• **Questions on the material**:
(1) Output, copied exactly, the part of the passage on dholes in Bhutan that opens with the words containing "Dholes were distributed" and closes with "(WCNP) (Figure 2).".
(2) For each statement below, state whether it agrees with the passage on dholes in Bhutan, answering yes or no and quoting exactly the words of the passage that decide it.
(a) Dholes were recorded in every district of Bhutan.
(b) Elevation had the greatest influence on the model's prediction.
(c) Jigme Dorji National Park had the fewest dhole occurrence records.

• **Document segment**:
☆ ☆ ☆ ☆

Dholes were distributed throughout Bhutan across all 20 districts and in all PAs and BCs (Figure 2), and occurred within a broad elevation range from 110 m a.s.l. in Royal Manas National Park (RMNP) in the southern foothills to 4,980 m a.s.l. in Jigme Dorji National Park (JDNP) in the upper Himalayas (Figure 1). They were also present in almost all habitat types ranging from sub-tropical forests in the lowlands to alpine meadows in the uplands. The highest concentration of dhole occurrence records was observed in JDNP whereas the least was recorded in Wangchuck Centennial National Park (WCNP) (Figure 2).
Figure 2. Dhole (Cuon alpinus) presence records overlaid on protected areas, biological corridors, and dzongkhags (districts) of Bhutan.
Suitable Areas for Dholes
The MaxEnt model (AUC = 0.73 for training data; 0.72 for test data) predicted that suitable area for dholes covered 72% (27,634 km2) of Bhutan (Figure 3; Table 3). This comprised 31% (11,899 km2) of highly suitable area and 41% (15,735 km2) of moderately suitable area (Figure 3; Table 3). Among the eight environmental variables, model prediction (or gain) was maximally influenced by slope (26.4%), followed by distance from human settlement (24.3%), elevation (16.5%), and land cover (13.1%; Table 4). Distance from water bodies (Table 4) contributed least (1%) to model prediction. Overall, suitable area for dholes coincided with flat and moderately flat area situated further away from human settlements in forested areas below 5,000 m a.s.l. The remaining 28% (10,760 km2) of modeled area was unsuitable for dholes (Figure 3; Table 3) and overlapped with steep areas closer to human settlements and roads, and with areas above 5,000 m a.s.l. which were either too cold or permanently covered with snow and glaciers.
Figure 3. The extent of highly suitable, moderately suitable, and unsuitable areas for dholes (Cuon alpinus) in Bhutan as generated by the MaxEnt model.

☆ ☆ ☆ ☆

• **Data shown**:
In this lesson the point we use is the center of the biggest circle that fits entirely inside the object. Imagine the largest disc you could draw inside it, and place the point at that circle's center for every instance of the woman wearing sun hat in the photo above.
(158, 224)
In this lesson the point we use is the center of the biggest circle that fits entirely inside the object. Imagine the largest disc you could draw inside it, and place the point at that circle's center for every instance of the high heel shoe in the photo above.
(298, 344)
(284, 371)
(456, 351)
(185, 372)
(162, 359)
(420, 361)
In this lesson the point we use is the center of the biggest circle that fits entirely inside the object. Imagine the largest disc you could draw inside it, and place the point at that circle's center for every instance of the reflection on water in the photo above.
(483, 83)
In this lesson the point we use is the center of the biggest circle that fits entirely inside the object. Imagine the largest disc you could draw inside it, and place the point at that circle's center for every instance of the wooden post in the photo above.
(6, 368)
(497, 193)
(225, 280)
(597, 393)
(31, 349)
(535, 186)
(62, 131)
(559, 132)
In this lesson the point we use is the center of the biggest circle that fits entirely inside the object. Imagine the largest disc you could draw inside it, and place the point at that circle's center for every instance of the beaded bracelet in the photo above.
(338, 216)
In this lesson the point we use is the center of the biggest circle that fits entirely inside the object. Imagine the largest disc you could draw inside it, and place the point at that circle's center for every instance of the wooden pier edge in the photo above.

☆ ☆ ☆ ☆

• **List of solutions**:
(1)
Dholes were distributed throughout Bhutan across all 20 districts and in all PAs and BCs (Figure 2), and occurred within a broad elevation range from 110 m a.s.l. in Royal Manas National Park (RMNP) in the southern foothills to 4,980 m a.s.l. in Jigme Dorji National Park (JDNP) in the upper Himalayas (Figure 1). They were also present in almost all habitat types ranging from sub-tropical forests in the lowlands to alpine meadows in the uplands. The highest concentration of dhole occurrence records was observed in JDNP whereas the least was recorded in Wangchuck Centennial National Park (WCNP) (Figure 2).

(2)
(a) Yes: "Dholes were distributed throughout Bhutan across all 20 districts"
(b) No: "model prediction (or gain) was maximally influenced by slope (26.4%)"
(c) No: "The highest concentration of dhole occurrence records was observed in JDNP whereas the least was recorded in Wangchuck Centennial National Park (WCNP)"